Start of SOURCE DOCUMENT

By the end of his life Snell had published 82 novels, with over two million sold. “I also wrote something like a thousand Sunday School stories for the David C. Cook Pub. Co. of Elgin,” he matter-of-factly informs the Wheaton College Alumni Association in a 1959 update. Later that year he suffered chest pains and was taken to DuPage Memorial Hospital in Elmhurst. Four days later his earthly odyssey ended. “I’ve had my day,” Snell once told a reporter, “and got out of it exactly what I wanted.” He was survived by his wife and three sons.

Frank Dyrness

On March 22, 2010, Dr. Nicholas Perrin, Associate Professor of New Testament, gave his inaugural lecture as holder of the Franklin S. Dyrness Chair of Biblical Studies entitled “The Bible from Westminster to Muenster: The Interface between Theological Confession and Free Historical Inquiry.” Dr. Perrin holds degrees from The Johns Hopkins University (B.A. 1986), Covenant Theological Seminary (M.Div. 1994), and Marquette University (Ph.D. 2001). His dissertation was “Thomas and Tatian: The Relationship between the Gospel of Thomas and the Diatessaron.”

Quarryville Presbyterian Retirement HomeThe history of the Franklin Dyrness Chair dates back nearly a quarter-century to 1987 when the Class of ’27 alumnus and founder of the Quarryville Presbyterian Retirement Community contributed funds toward an endowed chair of biblical studies. C. Hassell Bullock was named the first distinguished chair until his retirement in 2009 after thirty-six years as Professor of Old Testament.

End of SOURCE DOCUMENT
Start of STORED DATA

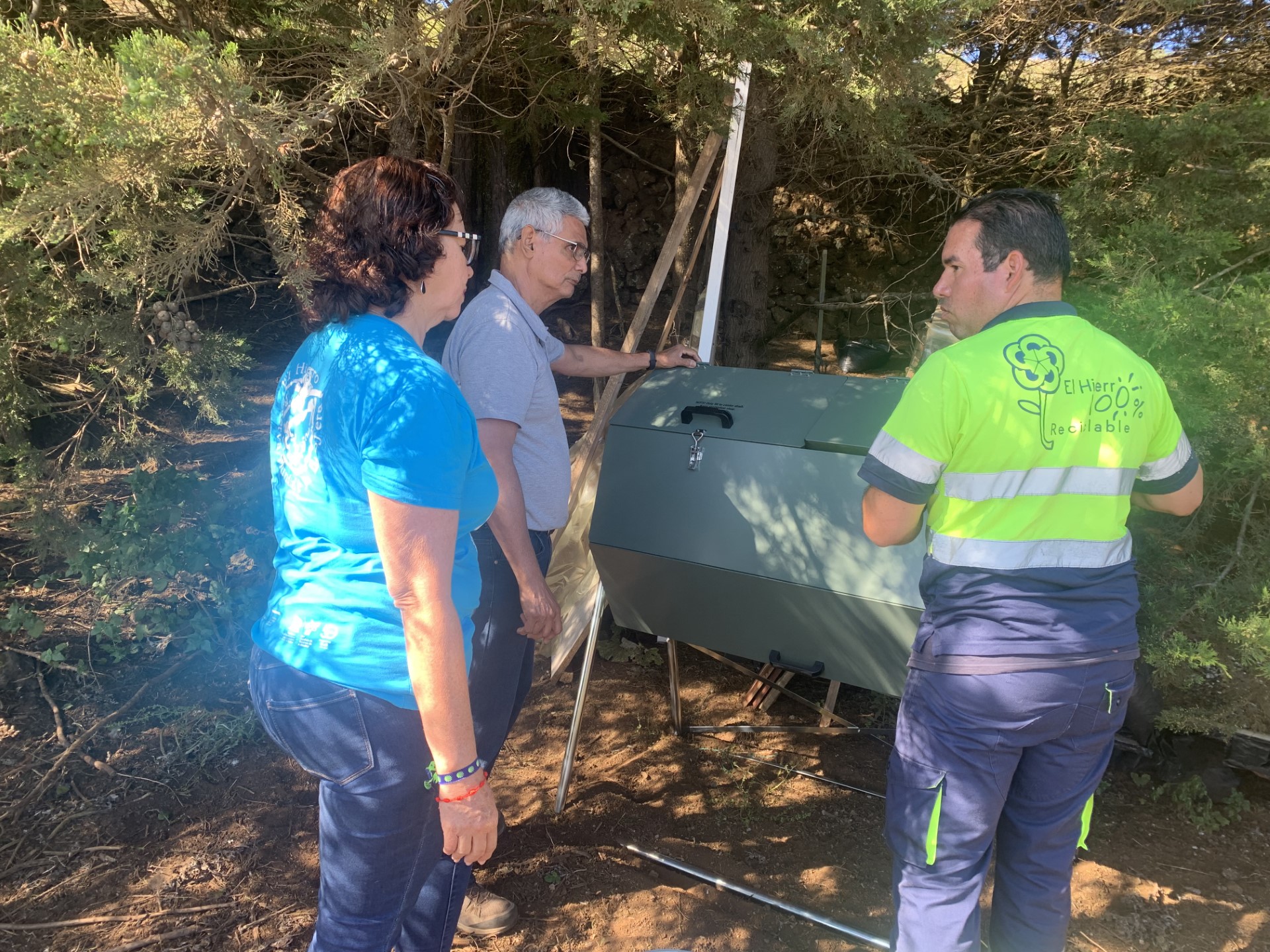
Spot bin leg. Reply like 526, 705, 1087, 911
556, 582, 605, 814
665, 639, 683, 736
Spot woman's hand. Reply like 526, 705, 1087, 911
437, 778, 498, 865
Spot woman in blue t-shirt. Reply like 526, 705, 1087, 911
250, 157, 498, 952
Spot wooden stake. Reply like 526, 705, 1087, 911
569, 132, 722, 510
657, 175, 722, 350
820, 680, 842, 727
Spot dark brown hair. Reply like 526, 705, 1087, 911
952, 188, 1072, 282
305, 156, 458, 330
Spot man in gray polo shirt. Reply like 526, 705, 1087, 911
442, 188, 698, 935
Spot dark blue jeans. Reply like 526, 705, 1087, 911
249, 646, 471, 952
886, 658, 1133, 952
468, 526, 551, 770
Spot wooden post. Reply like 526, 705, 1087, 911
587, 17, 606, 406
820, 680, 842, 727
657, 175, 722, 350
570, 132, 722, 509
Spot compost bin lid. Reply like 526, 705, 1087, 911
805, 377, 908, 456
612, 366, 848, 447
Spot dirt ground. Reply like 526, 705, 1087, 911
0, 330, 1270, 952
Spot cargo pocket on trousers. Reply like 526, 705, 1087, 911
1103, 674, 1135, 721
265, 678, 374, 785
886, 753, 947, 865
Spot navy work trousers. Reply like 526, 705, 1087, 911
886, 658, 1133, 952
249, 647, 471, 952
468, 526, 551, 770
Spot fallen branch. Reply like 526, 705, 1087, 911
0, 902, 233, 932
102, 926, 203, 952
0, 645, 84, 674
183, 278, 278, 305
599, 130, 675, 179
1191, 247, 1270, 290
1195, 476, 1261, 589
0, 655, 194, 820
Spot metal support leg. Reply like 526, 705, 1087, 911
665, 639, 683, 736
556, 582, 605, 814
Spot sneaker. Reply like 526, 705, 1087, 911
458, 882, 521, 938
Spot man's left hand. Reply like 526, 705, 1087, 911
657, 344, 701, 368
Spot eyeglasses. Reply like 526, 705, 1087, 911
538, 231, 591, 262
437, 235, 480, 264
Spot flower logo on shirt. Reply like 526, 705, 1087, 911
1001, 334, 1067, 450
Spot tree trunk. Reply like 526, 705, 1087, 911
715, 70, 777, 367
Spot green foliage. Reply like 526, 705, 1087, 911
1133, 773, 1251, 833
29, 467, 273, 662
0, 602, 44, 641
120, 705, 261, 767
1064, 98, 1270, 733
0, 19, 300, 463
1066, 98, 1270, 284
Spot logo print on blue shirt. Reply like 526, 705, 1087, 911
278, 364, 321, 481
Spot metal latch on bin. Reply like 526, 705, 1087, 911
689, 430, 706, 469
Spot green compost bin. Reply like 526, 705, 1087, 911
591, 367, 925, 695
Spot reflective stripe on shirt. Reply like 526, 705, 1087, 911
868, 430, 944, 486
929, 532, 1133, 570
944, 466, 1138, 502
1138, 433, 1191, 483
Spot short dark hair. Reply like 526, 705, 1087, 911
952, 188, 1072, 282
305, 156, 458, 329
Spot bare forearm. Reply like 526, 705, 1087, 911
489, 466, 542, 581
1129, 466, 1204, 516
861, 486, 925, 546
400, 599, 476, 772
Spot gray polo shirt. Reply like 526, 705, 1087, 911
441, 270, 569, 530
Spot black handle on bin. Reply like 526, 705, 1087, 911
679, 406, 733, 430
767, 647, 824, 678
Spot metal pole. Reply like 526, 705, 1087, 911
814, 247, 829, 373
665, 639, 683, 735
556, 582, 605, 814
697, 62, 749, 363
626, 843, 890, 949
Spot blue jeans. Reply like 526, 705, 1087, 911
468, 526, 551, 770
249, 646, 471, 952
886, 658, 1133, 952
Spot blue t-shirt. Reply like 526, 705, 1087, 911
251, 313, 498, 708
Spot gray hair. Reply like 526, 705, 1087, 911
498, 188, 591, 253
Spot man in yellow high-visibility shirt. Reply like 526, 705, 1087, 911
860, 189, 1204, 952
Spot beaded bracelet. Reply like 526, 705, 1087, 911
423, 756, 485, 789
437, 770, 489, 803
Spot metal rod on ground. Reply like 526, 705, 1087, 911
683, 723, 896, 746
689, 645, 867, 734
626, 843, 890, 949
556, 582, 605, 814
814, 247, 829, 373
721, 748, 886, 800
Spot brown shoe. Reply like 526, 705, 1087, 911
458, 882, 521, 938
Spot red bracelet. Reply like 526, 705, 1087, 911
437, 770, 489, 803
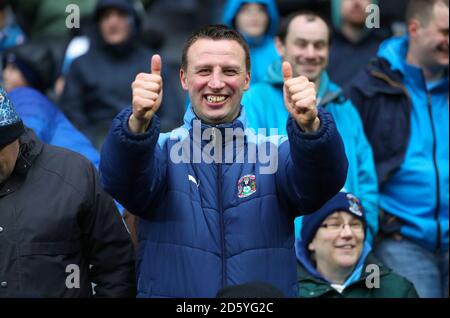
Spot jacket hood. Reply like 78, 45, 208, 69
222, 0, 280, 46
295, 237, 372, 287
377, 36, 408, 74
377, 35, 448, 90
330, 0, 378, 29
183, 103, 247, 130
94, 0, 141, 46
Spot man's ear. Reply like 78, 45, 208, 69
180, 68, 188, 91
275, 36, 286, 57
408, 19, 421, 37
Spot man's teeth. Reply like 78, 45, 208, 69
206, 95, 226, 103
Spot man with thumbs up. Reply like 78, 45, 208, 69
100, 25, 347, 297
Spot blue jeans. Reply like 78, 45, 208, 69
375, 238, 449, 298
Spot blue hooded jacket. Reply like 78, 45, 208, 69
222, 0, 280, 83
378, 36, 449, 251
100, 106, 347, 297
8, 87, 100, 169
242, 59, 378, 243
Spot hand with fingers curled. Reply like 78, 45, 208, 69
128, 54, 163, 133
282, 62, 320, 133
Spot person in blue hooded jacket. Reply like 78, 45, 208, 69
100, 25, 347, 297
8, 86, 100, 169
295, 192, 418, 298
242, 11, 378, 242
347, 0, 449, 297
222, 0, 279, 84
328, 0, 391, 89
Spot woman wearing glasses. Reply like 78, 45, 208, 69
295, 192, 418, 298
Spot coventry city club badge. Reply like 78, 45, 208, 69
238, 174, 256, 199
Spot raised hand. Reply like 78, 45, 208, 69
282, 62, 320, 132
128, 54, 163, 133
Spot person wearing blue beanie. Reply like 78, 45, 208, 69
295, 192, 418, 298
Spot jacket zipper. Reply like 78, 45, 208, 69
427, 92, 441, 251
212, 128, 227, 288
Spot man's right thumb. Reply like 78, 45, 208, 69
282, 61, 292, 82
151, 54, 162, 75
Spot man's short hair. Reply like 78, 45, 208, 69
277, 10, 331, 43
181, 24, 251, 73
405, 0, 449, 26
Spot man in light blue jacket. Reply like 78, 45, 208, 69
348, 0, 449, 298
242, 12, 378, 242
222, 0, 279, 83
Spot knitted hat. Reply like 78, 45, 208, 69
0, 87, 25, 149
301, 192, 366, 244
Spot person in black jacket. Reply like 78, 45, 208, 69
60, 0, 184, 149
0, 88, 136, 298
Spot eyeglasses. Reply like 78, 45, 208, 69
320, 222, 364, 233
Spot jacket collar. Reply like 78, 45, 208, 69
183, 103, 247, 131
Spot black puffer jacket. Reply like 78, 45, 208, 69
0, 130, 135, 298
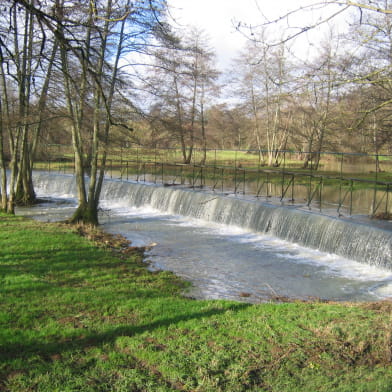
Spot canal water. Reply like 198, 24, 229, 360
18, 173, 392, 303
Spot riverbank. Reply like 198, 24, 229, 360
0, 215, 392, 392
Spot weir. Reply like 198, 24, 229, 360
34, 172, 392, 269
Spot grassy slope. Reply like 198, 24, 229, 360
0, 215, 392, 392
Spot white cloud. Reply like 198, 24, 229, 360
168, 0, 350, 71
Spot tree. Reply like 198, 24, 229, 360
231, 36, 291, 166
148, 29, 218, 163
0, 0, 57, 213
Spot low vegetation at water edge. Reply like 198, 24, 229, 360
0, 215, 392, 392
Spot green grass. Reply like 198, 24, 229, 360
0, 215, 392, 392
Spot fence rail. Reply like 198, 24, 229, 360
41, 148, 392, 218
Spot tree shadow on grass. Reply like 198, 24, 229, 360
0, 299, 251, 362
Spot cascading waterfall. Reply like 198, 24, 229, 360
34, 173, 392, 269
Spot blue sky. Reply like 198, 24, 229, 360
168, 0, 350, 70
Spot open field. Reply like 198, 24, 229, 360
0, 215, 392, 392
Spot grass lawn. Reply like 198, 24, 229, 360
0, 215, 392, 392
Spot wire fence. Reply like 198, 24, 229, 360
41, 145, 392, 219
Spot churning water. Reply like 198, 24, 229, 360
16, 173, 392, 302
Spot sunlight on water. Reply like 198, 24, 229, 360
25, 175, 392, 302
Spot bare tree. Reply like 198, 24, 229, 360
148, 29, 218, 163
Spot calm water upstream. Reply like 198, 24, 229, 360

End of STORED DATA

:: PROBLEM ::
According to the source document, how many novels had Snell published by the end of his life?

:: WRITTEN ANSWER ::
82 novels.